Exercices à traiter>
A: Pour chacune des affirmations suivantes, dites si elle concorde avec l'extrait choisi : (i) la personne qui raconte a l'habitude de manger beaucoup le matin ; (ii) le petit déjeuner comprenait des œufs et du bacon ; (iii) le beurre de peanut est jugé trop sucré. Répondez par oui ou par non, s'il vous plaît, en citant les mots du texte qui tranchent.
B: D'après l'extrait choisi, à quel moment de la journée le beurre de peanut n'est-il pas jugé mauvais ?

Extrait choisi>
== == ==

LE LAC SAINT-JEAN, VAL-JALBERT :

Dès le matin, me voilà replongé dans la vie américaine avec un petit déjeuner surprenant pour moi qui n’ai pas l’habitude de manger autant le matin : Œufs, bacon, toasts et, surtout, beurre de peanut. Là, je dois avouer que j’ai du mal à avaler cela. L’après-midi, à l’heure du goûter, je ne dis pas : Le beurre de peanut, ce n’est pas mauvais. Mais, c’est salé, extrêmement salé, salé à l’excès. Manger cela dès le matin ? Désolé, ça a vraiment du mal à passer. Mais, bon, j’ai essayé.

== == ==

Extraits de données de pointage
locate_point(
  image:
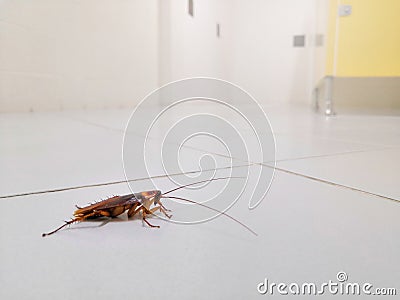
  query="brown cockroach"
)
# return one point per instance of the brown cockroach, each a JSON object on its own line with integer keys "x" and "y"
{"x": 135, "y": 203}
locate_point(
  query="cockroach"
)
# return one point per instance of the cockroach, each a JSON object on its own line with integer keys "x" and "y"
{"x": 136, "y": 203}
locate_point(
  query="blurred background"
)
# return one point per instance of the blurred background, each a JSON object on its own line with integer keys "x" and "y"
{"x": 57, "y": 55}
{"x": 325, "y": 72}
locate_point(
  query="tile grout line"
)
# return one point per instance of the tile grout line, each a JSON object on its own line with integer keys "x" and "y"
{"x": 113, "y": 182}
{"x": 385, "y": 147}
{"x": 249, "y": 164}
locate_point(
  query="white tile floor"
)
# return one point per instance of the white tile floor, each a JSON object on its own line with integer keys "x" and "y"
{"x": 319, "y": 217}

== == ==

Réponses à l'exercice>
A:
(i) Non : « moi qui n’ai pas l’habitude de manger autant le matin ».
(ii) Oui : « Œufs, bacon, toasts et, surtout, beurre de peanut ».
(iii) Non : « c’est salé, extrêmement salé, salé à l’excès ».

B: L'après-midi, à l'heure du goûter.